■ **PROBLEM DETAILS**
Give back the whole listing exactly as written, pictures excluded.

■ **DATA SECTION**
*** Begin section ***
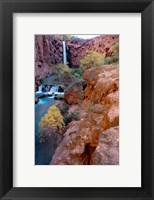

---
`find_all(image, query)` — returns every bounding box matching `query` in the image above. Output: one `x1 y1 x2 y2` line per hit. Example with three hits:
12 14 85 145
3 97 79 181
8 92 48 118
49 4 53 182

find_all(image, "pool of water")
35 97 58 165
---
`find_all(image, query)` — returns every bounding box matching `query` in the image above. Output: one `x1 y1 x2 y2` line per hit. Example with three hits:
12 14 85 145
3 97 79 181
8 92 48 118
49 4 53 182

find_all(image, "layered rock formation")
35 35 63 78
51 64 119 165
66 35 119 67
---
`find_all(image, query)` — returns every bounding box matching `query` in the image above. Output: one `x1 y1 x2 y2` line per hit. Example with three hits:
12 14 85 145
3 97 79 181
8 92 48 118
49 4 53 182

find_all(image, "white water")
62 41 67 64
47 85 59 96
35 85 64 101
49 85 58 93
36 85 43 93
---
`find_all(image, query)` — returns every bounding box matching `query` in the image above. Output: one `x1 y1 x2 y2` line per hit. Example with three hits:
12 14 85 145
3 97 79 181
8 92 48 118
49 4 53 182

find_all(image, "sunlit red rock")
92 126 119 165
51 65 119 165
83 65 119 106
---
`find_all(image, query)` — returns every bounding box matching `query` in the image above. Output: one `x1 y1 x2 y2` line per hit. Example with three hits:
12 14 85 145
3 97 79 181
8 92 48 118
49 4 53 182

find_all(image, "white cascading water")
36 85 42 93
49 85 58 93
62 41 67 64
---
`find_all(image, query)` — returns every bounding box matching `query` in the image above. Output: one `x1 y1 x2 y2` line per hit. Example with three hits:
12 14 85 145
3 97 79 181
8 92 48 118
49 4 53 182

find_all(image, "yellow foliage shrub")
80 51 104 71
39 105 65 136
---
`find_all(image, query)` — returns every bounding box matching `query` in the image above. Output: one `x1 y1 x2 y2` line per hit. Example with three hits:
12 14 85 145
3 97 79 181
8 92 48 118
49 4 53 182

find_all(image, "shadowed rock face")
35 35 63 78
51 65 119 165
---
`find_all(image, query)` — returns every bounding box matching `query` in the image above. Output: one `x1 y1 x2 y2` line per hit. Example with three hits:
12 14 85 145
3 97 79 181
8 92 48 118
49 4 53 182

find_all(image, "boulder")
64 83 84 105
92 126 119 165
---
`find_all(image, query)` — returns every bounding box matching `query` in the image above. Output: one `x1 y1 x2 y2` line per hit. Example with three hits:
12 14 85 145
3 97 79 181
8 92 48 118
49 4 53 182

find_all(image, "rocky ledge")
51 64 119 165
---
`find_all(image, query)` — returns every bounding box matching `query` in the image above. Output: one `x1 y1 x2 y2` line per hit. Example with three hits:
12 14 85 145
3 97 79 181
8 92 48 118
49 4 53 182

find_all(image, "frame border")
0 0 154 199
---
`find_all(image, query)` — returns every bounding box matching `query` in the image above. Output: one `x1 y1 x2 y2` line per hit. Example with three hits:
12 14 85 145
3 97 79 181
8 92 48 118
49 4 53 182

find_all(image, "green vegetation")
51 64 73 86
104 53 119 64
52 64 71 75
58 104 80 125
39 105 65 136
51 63 84 89
64 111 80 125
104 42 119 64
80 51 104 72
61 35 79 41
51 64 84 87
71 68 82 78
112 43 119 51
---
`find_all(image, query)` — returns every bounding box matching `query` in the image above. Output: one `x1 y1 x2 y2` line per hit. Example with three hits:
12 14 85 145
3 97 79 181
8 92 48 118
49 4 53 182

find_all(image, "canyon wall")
35 35 63 78
51 64 119 165
35 35 119 78
66 35 119 67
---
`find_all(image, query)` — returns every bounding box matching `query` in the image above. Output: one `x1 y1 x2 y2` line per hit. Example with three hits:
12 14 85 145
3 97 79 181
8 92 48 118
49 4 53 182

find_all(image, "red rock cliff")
35 35 119 78
35 35 63 78
66 35 119 67
51 64 119 165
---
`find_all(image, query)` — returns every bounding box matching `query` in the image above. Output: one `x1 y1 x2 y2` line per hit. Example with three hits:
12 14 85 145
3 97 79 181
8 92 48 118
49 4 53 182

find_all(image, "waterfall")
49 85 58 94
36 85 42 93
62 41 67 64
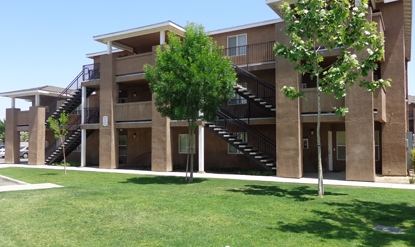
*** End section ***
■ **EXPECTED ANSWER**
---
`find_all(image, query)` — returns every bounding box matching `query` in the image above. Output: one `x1 y1 x2 y2` line per hit. Example with three hits:
12 14 85 145
3 97 79 181
8 92 48 118
49 4 53 182

find_all(image, "pool of water")
35 97 58 165
---
`find_all(image, query)` — returns every bounding box matching `query` in the image above. Output: one `x1 y1 x2 y2` line per hit. Example with three hits:
12 14 85 145
3 97 79 181
8 92 48 118
49 4 53 182

find_all(image, "layered rock formation")
35 35 63 78
51 64 119 165
66 35 119 67
---
`find_all(image, query)` — returns every bounding box matching `query` in the image above. Output: one `x1 y1 x2 y2` line per hit. Example with three hits:
12 14 85 145
3 97 79 181
8 92 48 118
49 4 53 182

find_all(image, "white water")
62 41 67 64
47 85 59 96
35 85 64 101
49 85 58 93
36 85 43 93
---
`find_all(image, query)` — returns every bounding box matching `query` in the image above. Output: one `x1 y1 x2 y2` line per hit. Example with three hits:
12 14 85 145
3 97 79 181
8 92 48 118
49 4 53 182

find_all(image, "sunlit red rock")
92 126 119 165
51 65 119 165
83 65 119 106
---
`find_all(image, query)` — returns every bounding box matching `query` in the image above. Output: one `x1 y1 x2 y2` line per hit. Example with three hits:
12 14 85 145
3 97 79 181
8 92 48 118
49 4 53 182

find_all(image, "white cascading water")
36 85 42 93
49 85 58 93
62 41 67 64
---
`find_all(image, query)` — returns every bounding box matching `query` in the image above. Output: one `x1 y1 x2 y2` line per hit. Example with three hits:
12 14 85 145
3 97 79 181
8 92 48 118
49 4 53 182

find_all(image, "yellow foliage shrub")
80 51 104 71
39 105 65 136
---
`find_all(image, query)` — returns every bounding box matching `query` in the image above. Output: one `x1 y1 x2 y2` line per hit. Example with three hits:
12 14 85 145
3 97 79 181
8 92 48 118
49 4 53 182

find_all(image, "shadowed rock face")
35 35 63 78
51 65 119 165
---
`find_all(image, query)` — returns every bounding box matching `query` in the image above. Output: one `x1 y1 x2 y2` line per hit. Example with three hits:
12 14 85 145
3 97 79 181
8 92 48 118
49 4 53 182

find_all(image, "boulder")
64 83 84 105
92 126 119 165
---
`find_all(image, query)` — returns every bounding box matching `query` in the image above. Output: one `x1 y1 x2 y2` line per hit. Example with three hits:
12 14 85 145
3 97 79 181
8 92 48 118
49 4 53 182

find_all(image, "rocky ledge")
51 64 119 165
---
`find_all(image, query)` — returns every bounding box matching `query` in the image above. Output: one `x1 y1 x2 y2` line per hit. Example with three hits:
12 14 85 145
3 97 79 181
8 92 48 118
49 4 53 182

find_all(image, "frame border")
0 0 154 199
---
`find_all(image, query)` — returns every bounding box matching `query` in the image above. Output: one `x1 y1 x2 y2` line per hit. Example with three hits:
12 14 85 145
3 97 79 181
8 92 48 118
49 4 53 182

find_all(image, "green vegetation")
51 64 73 86
104 53 119 64
52 64 71 75
58 104 80 125
39 105 65 136
51 63 84 89
64 111 80 125
104 42 119 64
80 51 104 72
61 35 79 41
51 64 84 87
71 68 82 78
112 43 119 51
---
`find_all(image, query)` — returns every bounding box matching `query` in the image above. Output: one `x1 y1 x2 y2` line per hit. Example with three hits:
12 14 85 145
3 97 79 181
8 92 48 118
49 4 53 182

find_all(image, "canyon wall")
35 35 63 78
51 64 119 165
35 35 119 78
66 35 119 67
---
`find_all(image, query)` — returns every bounding box matching `query` in the image above. Output: one `x1 y1 x2 y2` line per hit. Example with three hits:
12 14 85 145
3 97 79 181
8 92 48 118
49 4 53 182

find_all(image, "red rock cliff")
35 35 119 78
35 35 63 78
66 35 119 67
51 64 119 165
---
`find_all(image, query)` — returns every bounding box matching `query` in the image above. Output: one `x1 y1 x2 y2` line per hit. Example with three hits:
12 14 85 145
3 97 79 181
8 92 48 118
49 4 53 182

find_all(image, "waterfall")
49 85 58 94
36 85 42 93
62 41 67 64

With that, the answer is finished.